**Required tasks**
a - In the mortgage APR article, how many business days after applying for a mortgage does a lender have to provide a loan estimate?
b - Pick up the mortgage APR article after its last sentence and continue writing it.

**Source passage**
Both the interest rate and APR show your annual cost of borrowing. But a mortgage APR is more accurate, and will typically be higher than the interest rate, since it takes into account additional charges. Your monthly payment, however, is calculated based on your interest rate, not the APR.

Here's what a mortgage APR includes and how to minimize how much you could pay.

What Is a Mortgage APR?

A mortgage APR, or annual percentage rate, is the total cost of taking out a home loan. It includes the interest rate, which lenders charge in exchange for borrowing money, plus extra costs specific to a mortgage. The APR is a better gauge than the interest rate of how much you'll actually pay when you borrow money. Other installment loans, such as car loans, student loans and personal loans, also generally have both an interest rate and a more comprehensive APR.

You're required by law to receive a loan estimate from your lender within three business days after applying for a mortgage. You'll see your interest rate on page one of this form and your APR on page three.

Tip: The Consumer Financial Protection Bureau (CFPB) offers a sample loan estimate to explore so you'll know where to find key loan details.

What Fees Does a Mortgage APR Include?

A mortgage APR includes the following fees and charges, which are all typically part of your closing costs. These are the fees that you pay when closing on your home and officially becoming a homeowner. They add to the overall cost of the loan, and some are therefore reflected in your APR. Closing costs in total usually add up to 2% to 5% of the home's price.

  • Loan origination fees: A mortgage origination fee is typically 0.5% to 1% of the loan amount. The origination fee may include other charges, like application fees, depending on the lender's policies.
  • Broker fees: If you use a mortgage broker, they generally charge a commission of 1% to 2% of the loan amount. You'll often find that the seller pays this commission, but if your loan agreement specifies that the buyer pays, then it could be included in your APR.
  • Mortgage insurance: Depending on the down payment you made and the type of loan you took out, the lender may charge mortgage insurance to reduce the risk that you'll fall behind on payments. The cost of mortgage insurance varies by the type of mortgage you get, with fees ranging from 0.15% to 3.3% of the loan amount.
  • Mortgage points: You can buy mortgage points to lower your interest rate. Mortgage points are, in essence, prepaid interest, and while it's common to pay for them at closing, you may also be able to add them to your loan amount and pay for them over time. If you pay them in full upfront, the points will lower your APR. One mortgage point typically costs 1% of your loan amount. Calculate whether buying points is worth it based on how long you plan to stay in the home.

Dataset entries:

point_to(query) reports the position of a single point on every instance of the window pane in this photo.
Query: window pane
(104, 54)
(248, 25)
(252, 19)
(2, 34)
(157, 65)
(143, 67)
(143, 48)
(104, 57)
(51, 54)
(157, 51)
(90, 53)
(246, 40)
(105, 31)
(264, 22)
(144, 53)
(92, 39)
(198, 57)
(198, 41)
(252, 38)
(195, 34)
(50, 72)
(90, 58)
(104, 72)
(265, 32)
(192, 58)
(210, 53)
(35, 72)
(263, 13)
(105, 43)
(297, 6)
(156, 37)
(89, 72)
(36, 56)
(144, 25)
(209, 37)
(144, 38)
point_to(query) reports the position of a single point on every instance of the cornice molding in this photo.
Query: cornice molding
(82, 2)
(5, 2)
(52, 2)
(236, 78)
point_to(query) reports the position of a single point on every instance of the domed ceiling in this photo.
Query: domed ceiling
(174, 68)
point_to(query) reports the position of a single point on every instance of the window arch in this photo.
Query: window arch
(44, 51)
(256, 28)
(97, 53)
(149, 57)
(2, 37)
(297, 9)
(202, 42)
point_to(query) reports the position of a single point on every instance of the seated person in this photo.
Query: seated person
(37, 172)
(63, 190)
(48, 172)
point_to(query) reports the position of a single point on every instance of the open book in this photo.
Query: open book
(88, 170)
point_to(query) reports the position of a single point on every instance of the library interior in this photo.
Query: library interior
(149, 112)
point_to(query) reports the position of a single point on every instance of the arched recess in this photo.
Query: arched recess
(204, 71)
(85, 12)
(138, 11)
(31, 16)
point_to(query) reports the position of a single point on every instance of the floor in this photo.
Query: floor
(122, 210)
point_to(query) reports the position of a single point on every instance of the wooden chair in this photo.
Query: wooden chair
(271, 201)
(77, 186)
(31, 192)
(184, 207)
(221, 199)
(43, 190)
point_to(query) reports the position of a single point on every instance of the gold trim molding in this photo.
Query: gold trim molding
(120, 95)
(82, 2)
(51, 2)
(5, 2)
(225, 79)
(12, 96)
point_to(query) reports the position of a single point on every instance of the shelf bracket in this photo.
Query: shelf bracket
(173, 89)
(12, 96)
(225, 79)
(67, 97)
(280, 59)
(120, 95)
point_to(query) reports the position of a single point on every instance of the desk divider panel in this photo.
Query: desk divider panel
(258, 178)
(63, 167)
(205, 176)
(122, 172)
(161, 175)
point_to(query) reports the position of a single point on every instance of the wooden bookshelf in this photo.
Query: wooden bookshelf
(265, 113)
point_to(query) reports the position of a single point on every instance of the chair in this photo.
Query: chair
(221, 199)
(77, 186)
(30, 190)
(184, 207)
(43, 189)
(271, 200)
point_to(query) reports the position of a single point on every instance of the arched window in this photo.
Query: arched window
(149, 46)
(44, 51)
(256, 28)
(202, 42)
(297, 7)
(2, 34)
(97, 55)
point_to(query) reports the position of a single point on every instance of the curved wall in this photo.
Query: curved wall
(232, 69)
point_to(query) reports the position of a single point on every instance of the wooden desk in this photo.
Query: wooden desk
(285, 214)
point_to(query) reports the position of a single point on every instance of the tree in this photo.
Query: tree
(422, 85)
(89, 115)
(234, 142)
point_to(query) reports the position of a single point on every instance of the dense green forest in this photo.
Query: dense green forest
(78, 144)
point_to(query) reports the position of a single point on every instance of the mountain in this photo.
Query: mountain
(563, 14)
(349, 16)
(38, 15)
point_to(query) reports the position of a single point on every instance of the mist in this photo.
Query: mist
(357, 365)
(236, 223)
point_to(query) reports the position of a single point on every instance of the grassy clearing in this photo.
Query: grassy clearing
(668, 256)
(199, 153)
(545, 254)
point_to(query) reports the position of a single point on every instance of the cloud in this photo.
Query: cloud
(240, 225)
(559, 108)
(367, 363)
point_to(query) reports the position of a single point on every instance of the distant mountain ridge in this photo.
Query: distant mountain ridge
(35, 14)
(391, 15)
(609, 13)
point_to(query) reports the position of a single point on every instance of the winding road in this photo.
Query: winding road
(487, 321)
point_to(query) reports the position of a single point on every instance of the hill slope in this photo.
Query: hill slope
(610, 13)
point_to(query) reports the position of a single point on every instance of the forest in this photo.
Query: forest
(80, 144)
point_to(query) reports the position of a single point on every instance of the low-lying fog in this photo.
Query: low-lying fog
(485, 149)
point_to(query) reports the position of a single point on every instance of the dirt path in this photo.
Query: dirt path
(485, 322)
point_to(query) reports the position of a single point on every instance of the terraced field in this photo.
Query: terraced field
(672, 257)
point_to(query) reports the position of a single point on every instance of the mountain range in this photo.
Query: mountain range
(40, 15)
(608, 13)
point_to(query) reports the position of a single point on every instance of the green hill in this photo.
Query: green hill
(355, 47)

**Responses**
a - Three business days.

b -
Mortgage APR Fees
Fee TypeFee Amount
Loan origination fees0.5% to 1%
Broker fees1% to 2%
Mortgage insurance0.15% to 3.3%, depending on the type of mortgage
Mortgage points1%

Mortgage APR vs. Interest Rate

Interest is the fee a lender charges you to borrow money, and you'll pay it as you pay down your principal balance as part of the monthly mortgage payment. Mortgage lenders determine your mortgage interest rate according to your credit score, the size of your loan, the down payment, the length of your repayment term and current mortgage rates, among other factors.

Mortgage APR, on the other hand, includes your interest rate as well as other costs and fees. You'll see it included in your loan estimate for informational purposes, to help you understand how much on top of your principal balance you'll pay to buy a home.

Learn more: Why Is My Mortgage APR Higher Than the Interest Rate?

How to Calculate Your Mortgage APR

You can use an APR calculator to estimate your total payment including finance charges at any point during the mortgage process. To do so, take the following steps:

  1. Find your principal balance. Start with the loan amount—for example, if the home cost $300,000 and you made a down payment of $50,000, that means your loan amount is $250,000.
  2. Add your finance charges. Find your interest rate and all fees, such as the origination fee, broker fee and other closing costs, and add them together. Certain closing costs, like the appraisal fee, may not be incorporated in the APR. Double-check with the lender to understand what they're including in the APR. In our example, your interest rate could be 6.75% for a 30-year loan and your additional finance charges could total $9,000, or 3% of the home's price.
  3. Subtract any discount points. If you're buying mortgage points, they'll lower your interest rate. Generally, you'll pay 1% of the principal balance to cut your interest rate by 0.25%. For example, paying $5,000 on a $250,000 loan (two mortgage points) would lower your interest rate from 6.75% to 6.25%.
  4. Use an APR calculator. Now, use a calculator to determine your APR. In this example, your APR would be 6.59%, compared with an interest rate of 6.25% after paying the two discount points.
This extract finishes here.